Assignment: Where a line of the records contains the word "frame", show that line.
==== Data for the task ====
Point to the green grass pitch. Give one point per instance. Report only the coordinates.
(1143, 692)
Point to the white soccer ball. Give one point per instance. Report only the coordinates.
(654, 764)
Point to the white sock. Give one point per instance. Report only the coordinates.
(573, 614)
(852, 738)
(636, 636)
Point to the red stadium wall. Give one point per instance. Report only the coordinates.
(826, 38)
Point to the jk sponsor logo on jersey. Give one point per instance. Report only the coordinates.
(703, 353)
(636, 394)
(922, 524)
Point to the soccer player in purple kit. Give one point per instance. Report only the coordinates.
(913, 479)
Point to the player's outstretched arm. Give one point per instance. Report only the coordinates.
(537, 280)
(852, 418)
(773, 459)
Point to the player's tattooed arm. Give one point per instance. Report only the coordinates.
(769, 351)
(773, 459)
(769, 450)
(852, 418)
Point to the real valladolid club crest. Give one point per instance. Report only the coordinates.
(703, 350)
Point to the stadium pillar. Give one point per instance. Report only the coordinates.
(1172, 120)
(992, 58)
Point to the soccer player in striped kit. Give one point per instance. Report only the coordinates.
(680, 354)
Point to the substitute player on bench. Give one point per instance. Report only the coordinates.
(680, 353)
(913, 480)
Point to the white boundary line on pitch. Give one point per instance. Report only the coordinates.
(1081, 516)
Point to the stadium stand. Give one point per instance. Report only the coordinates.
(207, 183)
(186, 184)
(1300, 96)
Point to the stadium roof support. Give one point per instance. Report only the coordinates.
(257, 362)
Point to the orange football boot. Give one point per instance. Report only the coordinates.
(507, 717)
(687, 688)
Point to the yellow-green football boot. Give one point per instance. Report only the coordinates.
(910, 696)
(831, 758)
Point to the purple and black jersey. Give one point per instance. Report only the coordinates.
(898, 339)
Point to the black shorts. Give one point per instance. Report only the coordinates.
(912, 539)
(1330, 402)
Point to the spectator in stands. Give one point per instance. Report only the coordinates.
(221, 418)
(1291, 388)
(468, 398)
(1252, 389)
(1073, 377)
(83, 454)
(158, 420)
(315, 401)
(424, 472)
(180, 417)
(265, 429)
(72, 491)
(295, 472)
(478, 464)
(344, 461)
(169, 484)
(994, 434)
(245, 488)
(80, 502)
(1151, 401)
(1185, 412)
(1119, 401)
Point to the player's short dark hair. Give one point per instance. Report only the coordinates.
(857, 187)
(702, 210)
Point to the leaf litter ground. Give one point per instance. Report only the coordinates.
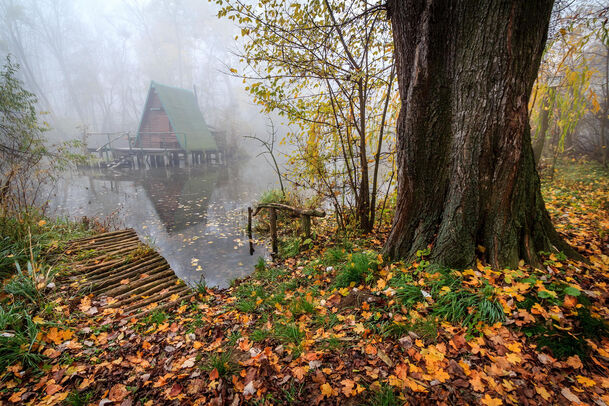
(335, 324)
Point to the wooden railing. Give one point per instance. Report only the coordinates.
(304, 214)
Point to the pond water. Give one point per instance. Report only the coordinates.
(196, 216)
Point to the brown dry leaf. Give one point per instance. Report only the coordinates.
(574, 362)
(490, 401)
(299, 372)
(52, 388)
(348, 385)
(569, 395)
(176, 389)
(326, 390)
(370, 349)
(476, 382)
(118, 392)
(542, 392)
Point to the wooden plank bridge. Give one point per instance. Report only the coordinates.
(121, 272)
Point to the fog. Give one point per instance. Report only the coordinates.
(91, 62)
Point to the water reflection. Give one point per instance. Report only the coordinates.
(196, 216)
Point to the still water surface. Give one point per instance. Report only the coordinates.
(195, 217)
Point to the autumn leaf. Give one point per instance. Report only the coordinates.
(52, 388)
(299, 372)
(118, 392)
(574, 362)
(542, 392)
(326, 390)
(370, 349)
(476, 382)
(348, 385)
(587, 382)
(489, 401)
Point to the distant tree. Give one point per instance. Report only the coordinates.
(327, 67)
(467, 180)
(26, 164)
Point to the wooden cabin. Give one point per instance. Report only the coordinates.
(171, 120)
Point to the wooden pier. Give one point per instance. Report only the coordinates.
(118, 271)
(112, 155)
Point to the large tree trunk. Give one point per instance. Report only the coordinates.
(467, 175)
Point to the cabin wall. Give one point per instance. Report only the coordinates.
(155, 130)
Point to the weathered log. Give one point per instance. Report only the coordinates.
(132, 286)
(157, 298)
(105, 284)
(151, 260)
(152, 288)
(273, 221)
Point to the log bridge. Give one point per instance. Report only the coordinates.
(121, 272)
(304, 214)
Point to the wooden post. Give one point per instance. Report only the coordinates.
(273, 216)
(306, 224)
(249, 223)
(249, 230)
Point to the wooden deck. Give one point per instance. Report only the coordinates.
(117, 270)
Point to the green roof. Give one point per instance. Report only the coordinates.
(186, 119)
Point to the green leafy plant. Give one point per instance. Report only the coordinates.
(356, 270)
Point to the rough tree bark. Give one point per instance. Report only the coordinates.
(467, 176)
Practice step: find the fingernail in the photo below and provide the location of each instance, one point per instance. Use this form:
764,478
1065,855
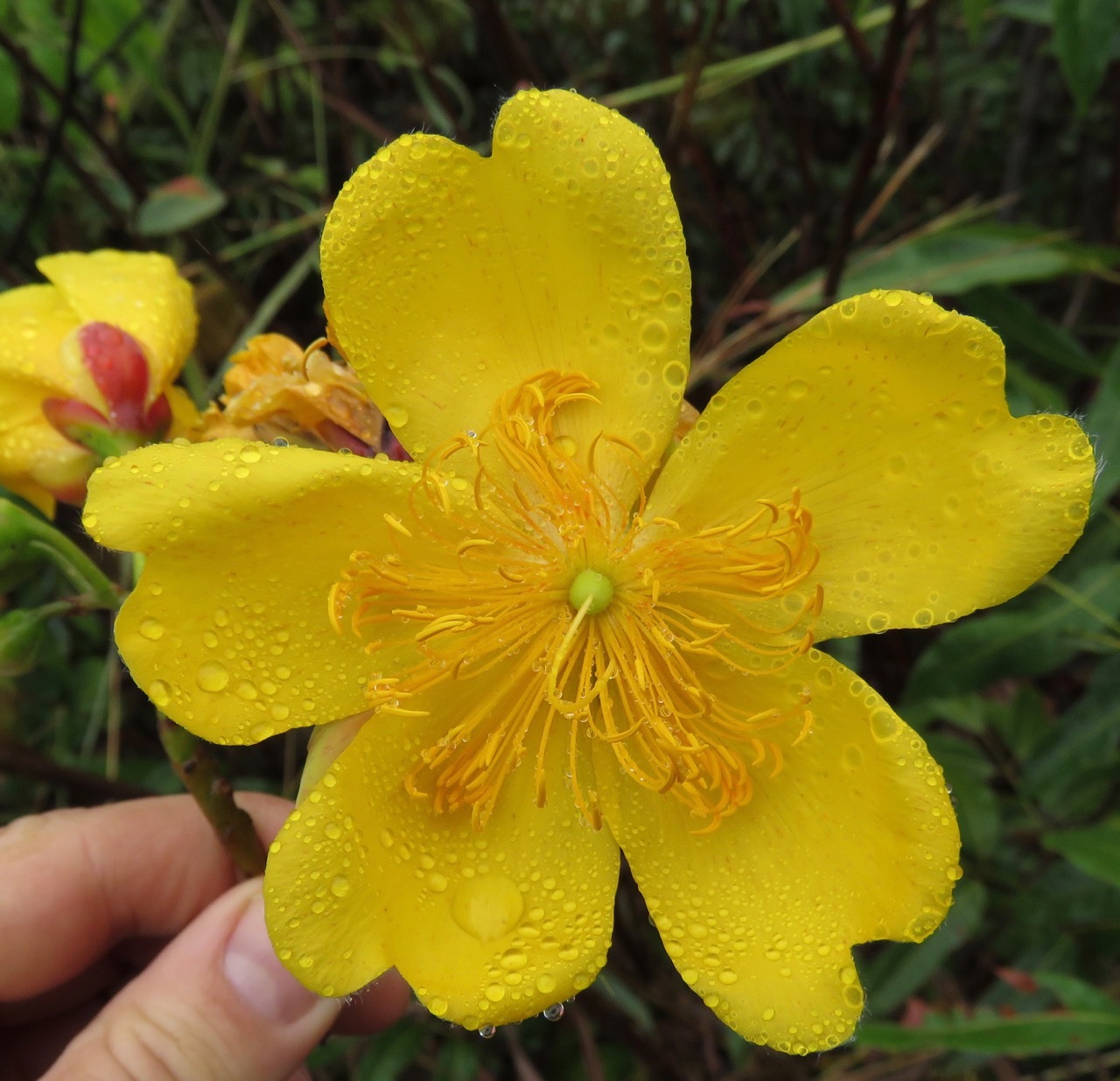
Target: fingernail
256,972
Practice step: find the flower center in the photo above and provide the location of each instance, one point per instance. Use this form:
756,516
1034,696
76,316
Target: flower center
591,592
528,605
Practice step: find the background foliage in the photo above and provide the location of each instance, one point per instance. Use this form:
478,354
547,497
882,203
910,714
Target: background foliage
968,148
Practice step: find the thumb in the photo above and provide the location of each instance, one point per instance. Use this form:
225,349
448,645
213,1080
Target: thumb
216,1005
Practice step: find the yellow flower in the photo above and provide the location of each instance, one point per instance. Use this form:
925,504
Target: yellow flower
85,368
276,389
552,645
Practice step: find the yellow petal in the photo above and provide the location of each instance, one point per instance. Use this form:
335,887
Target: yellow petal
228,629
451,278
34,323
487,927
140,292
928,499
855,839
35,460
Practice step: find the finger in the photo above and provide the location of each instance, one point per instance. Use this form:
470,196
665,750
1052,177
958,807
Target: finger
79,881
374,1007
216,1005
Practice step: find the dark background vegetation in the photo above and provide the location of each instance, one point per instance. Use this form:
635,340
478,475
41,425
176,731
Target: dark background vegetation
967,148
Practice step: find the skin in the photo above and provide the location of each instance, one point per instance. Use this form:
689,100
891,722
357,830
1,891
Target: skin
131,950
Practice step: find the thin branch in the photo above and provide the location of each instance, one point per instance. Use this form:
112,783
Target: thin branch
54,143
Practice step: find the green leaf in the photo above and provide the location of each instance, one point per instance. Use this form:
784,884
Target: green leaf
458,1061
976,11
391,1051
1074,769
1102,423
26,537
1075,993
900,970
1029,1034
9,95
1026,332
947,261
1032,639
177,205
1096,849
1083,43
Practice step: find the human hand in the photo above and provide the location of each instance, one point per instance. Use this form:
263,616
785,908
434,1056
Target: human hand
127,950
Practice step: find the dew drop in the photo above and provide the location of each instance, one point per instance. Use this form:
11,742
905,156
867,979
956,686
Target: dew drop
159,692
655,337
151,629
884,725
487,906
396,416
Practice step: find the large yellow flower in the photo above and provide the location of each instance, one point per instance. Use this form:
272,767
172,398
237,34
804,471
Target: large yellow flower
87,364
553,642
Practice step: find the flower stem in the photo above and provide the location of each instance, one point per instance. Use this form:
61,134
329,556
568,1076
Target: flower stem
214,796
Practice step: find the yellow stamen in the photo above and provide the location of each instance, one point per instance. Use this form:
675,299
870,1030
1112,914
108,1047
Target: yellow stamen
544,647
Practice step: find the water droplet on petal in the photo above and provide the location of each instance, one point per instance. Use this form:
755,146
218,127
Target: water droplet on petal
151,629
487,908
213,677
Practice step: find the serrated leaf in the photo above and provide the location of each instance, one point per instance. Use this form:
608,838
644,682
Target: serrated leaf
177,205
1083,43
1095,849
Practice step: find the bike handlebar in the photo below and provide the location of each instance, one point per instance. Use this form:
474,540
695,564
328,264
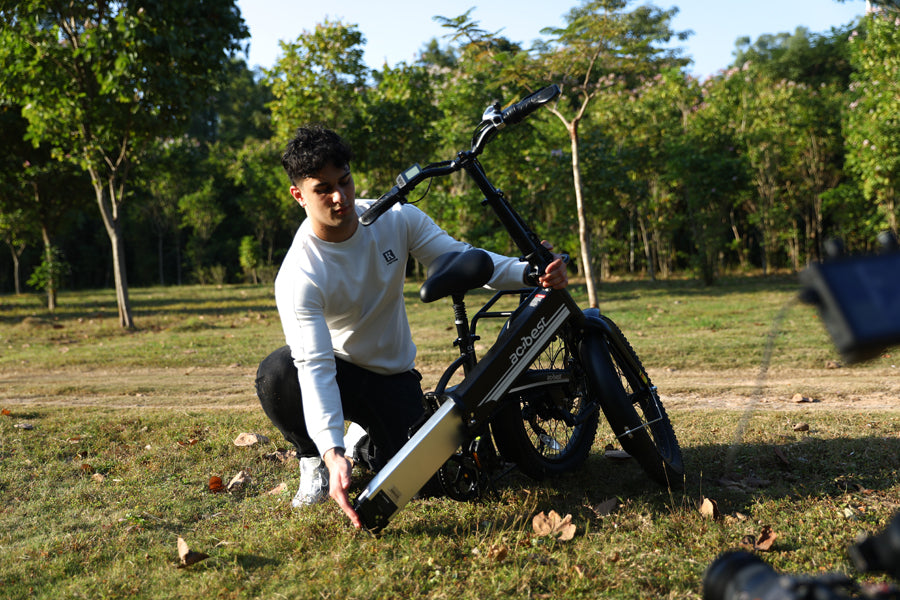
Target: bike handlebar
512,115
524,107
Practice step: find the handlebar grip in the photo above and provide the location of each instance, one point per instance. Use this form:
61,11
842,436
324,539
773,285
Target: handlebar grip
380,206
529,104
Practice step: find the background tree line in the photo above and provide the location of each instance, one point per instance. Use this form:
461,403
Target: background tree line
147,111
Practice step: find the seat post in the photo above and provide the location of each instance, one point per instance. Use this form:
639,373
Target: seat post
464,340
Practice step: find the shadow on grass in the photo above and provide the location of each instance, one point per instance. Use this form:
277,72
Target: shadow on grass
736,476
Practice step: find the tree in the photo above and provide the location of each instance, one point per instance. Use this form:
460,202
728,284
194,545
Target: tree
317,79
99,81
872,125
600,45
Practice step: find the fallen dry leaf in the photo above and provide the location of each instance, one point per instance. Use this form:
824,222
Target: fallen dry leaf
277,489
614,453
216,485
709,509
552,524
239,481
766,539
497,552
248,439
763,542
281,456
605,508
187,556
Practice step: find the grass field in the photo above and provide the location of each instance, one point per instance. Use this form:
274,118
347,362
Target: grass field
127,430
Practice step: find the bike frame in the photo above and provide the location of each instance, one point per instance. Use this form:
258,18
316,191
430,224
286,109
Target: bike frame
====
Answer:
Practice step: find the bike frame in the photo above and provide the location of each instance, one point per instance. Use this form:
Target: bike frame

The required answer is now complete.